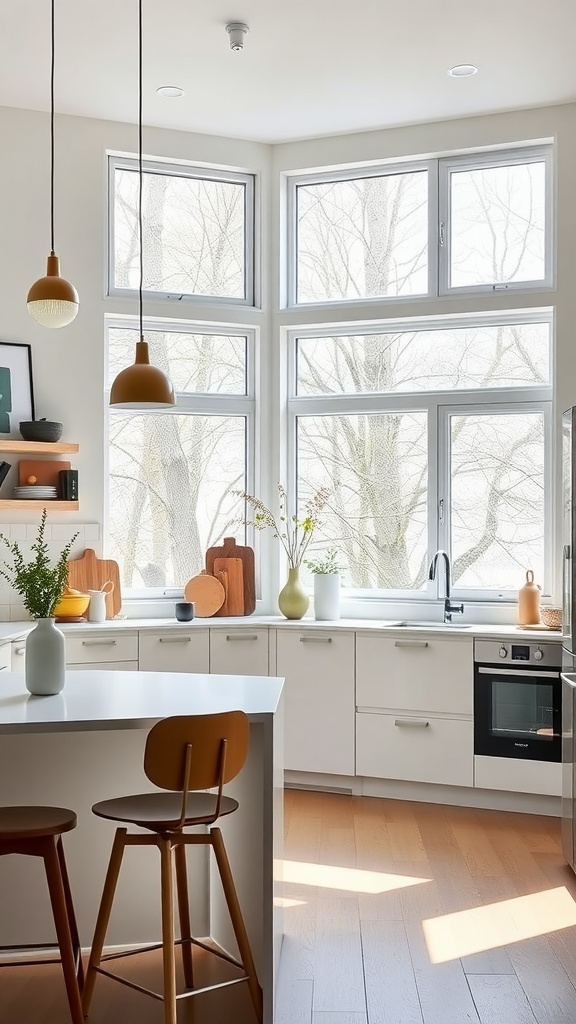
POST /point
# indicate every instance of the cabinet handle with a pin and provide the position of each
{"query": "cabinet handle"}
(411, 723)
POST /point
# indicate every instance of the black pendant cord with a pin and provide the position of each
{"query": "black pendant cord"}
(52, 139)
(139, 165)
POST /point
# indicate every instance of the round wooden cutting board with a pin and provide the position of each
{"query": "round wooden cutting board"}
(207, 594)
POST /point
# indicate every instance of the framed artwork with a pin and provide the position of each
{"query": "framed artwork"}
(16, 393)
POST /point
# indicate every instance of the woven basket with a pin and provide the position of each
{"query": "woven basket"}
(551, 616)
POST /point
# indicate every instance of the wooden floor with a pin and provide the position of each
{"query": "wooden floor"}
(396, 913)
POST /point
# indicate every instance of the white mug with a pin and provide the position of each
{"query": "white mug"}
(96, 607)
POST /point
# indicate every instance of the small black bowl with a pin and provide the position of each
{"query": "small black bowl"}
(40, 430)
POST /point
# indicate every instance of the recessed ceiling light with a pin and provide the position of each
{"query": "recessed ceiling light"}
(462, 71)
(170, 90)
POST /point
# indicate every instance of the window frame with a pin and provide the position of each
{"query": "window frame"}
(190, 403)
(202, 172)
(439, 406)
(439, 169)
(501, 158)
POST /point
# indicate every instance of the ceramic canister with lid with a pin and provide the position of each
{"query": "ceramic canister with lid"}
(529, 601)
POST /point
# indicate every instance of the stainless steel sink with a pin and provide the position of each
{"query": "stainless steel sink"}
(420, 625)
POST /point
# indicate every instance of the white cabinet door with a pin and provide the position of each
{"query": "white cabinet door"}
(415, 748)
(318, 699)
(415, 673)
(174, 650)
(239, 651)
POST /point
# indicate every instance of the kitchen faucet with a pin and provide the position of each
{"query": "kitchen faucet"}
(448, 606)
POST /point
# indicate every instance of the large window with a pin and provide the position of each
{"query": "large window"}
(429, 434)
(198, 232)
(440, 226)
(171, 473)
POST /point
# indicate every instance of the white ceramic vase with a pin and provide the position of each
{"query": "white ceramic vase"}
(327, 595)
(45, 658)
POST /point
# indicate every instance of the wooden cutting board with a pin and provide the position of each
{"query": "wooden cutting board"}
(230, 572)
(90, 572)
(230, 549)
(207, 593)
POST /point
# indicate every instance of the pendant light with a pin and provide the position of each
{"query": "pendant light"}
(52, 301)
(141, 385)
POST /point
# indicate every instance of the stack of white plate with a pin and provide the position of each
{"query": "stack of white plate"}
(36, 491)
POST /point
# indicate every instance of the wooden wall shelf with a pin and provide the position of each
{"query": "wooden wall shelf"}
(52, 505)
(37, 448)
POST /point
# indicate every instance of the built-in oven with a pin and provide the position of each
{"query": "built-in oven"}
(518, 699)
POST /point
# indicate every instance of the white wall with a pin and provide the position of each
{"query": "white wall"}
(69, 365)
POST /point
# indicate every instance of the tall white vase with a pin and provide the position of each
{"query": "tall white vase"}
(327, 595)
(45, 658)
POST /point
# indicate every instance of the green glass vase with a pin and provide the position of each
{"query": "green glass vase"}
(293, 600)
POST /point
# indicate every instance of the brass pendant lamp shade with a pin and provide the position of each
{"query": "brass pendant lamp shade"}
(52, 301)
(141, 385)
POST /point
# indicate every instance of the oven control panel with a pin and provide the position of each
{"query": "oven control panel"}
(543, 653)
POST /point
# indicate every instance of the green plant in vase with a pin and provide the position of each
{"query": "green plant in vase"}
(40, 583)
(294, 532)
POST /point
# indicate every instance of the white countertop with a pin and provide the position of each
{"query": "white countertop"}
(98, 698)
(16, 630)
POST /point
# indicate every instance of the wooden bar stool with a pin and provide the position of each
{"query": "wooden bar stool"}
(36, 832)
(182, 755)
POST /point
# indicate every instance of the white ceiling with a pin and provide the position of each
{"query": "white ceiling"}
(309, 67)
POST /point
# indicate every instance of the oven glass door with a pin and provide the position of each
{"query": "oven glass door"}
(518, 713)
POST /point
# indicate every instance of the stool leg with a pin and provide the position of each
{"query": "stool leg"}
(237, 921)
(183, 912)
(62, 923)
(104, 915)
(168, 957)
(71, 914)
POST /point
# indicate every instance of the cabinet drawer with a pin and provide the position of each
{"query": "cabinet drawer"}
(107, 666)
(101, 647)
(406, 748)
(6, 657)
(174, 650)
(318, 699)
(415, 674)
(239, 651)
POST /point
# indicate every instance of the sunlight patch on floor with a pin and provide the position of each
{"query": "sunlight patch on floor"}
(353, 880)
(483, 928)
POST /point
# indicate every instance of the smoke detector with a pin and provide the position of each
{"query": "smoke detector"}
(237, 31)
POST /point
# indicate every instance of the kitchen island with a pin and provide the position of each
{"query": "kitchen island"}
(85, 744)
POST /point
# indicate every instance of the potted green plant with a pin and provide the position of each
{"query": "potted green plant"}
(294, 534)
(40, 584)
(327, 582)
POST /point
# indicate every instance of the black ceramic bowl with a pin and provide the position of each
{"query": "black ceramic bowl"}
(40, 430)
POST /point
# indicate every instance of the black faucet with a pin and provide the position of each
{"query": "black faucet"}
(448, 606)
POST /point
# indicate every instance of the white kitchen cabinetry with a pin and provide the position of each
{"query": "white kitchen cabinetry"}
(415, 673)
(103, 650)
(174, 650)
(414, 701)
(6, 657)
(318, 699)
(239, 651)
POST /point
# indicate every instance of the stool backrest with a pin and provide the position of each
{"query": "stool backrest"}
(165, 754)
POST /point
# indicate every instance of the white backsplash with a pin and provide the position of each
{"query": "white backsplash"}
(55, 535)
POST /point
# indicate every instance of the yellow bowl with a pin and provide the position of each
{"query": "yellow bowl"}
(72, 605)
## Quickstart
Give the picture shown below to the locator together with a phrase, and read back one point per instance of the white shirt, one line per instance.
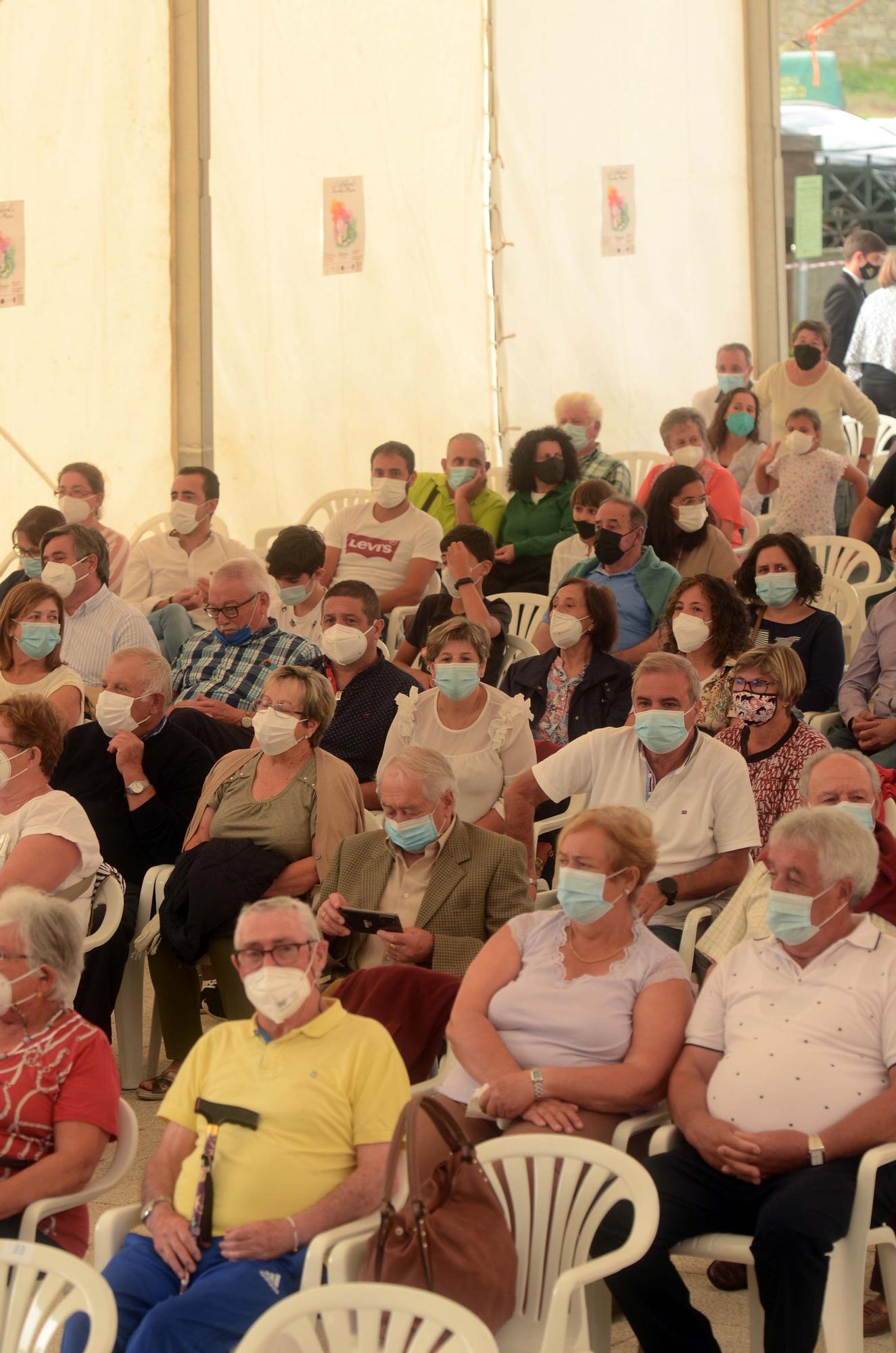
========
Extract every line of the entries that contains the word "shelf", treating uppercase and lowercase letters as distinct.

RESPONSE —
# indicate every instance of the wooden wall shelf with a pin and provide the position of each
{"query": "wooden wall shelf"}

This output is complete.